(Point localization data)

________________________________________

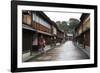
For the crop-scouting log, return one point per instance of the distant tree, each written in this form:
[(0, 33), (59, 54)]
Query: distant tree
[(62, 25)]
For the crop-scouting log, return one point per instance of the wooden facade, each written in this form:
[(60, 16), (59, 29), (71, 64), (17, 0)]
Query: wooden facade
[(36, 23), (82, 35)]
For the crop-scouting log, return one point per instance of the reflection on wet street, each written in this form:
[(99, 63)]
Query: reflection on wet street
[(66, 51)]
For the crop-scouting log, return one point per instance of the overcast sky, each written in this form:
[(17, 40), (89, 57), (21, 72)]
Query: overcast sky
[(62, 16)]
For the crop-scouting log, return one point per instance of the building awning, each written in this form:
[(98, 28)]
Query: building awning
[(27, 27)]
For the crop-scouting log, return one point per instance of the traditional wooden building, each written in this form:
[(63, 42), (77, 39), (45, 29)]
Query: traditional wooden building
[(82, 35), (36, 24)]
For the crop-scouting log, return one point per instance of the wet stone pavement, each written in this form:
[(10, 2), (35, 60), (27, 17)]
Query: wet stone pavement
[(66, 51)]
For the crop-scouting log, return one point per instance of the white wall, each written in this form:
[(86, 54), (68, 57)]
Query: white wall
[(5, 27)]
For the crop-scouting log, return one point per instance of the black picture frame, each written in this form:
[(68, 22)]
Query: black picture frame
[(14, 6)]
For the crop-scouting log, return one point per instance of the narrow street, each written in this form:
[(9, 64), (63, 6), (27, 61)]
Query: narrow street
[(66, 51)]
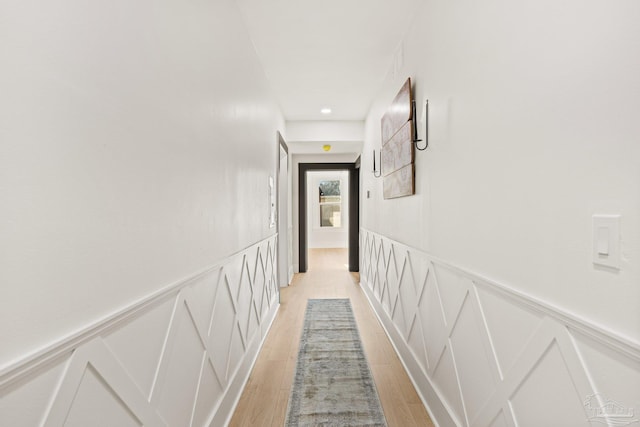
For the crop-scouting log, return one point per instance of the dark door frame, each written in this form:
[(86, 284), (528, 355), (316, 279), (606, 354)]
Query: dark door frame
[(354, 210)]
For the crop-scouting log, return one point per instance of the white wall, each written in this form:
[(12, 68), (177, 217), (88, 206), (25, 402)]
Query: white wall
[(533, 130), (137, 140), (327, 237)]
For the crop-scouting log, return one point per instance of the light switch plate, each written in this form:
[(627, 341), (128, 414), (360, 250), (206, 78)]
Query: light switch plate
[(606, 241)]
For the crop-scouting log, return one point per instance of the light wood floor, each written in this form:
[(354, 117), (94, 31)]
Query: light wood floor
[(264, 400)]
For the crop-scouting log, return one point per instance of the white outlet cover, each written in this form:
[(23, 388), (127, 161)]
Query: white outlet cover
[(606, 241)]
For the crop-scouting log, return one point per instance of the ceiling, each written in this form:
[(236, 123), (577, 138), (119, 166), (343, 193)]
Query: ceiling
[(329, 53)]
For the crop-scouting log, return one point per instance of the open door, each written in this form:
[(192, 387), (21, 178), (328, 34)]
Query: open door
[(285, 261), (354, 210)]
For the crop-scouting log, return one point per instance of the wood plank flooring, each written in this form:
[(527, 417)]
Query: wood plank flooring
[(264, 399)]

________________________________________

■ **Task directions**: Restate exactly, please, only the lines between the start of the data and the line containing "of the reflection", both ends included, skipping the pictures.

■ **Solved problem**:
For the crop-scouting log, return one point per instance of the distant tree, each written in this form:
[(0, 33), (59, 54)]
Query: distant tree
[(62, 25)]
For the crop-scouting log, return one point per instance of the wooden facade, each written in this form:
[(60, 16), (59, 29), (71, 64), (17, 0)]
Query: wooden facade
[(36, 23), (82, 35)]
For the crop-scouting log, return one point per instance of the reflection on wet street, each written in this form:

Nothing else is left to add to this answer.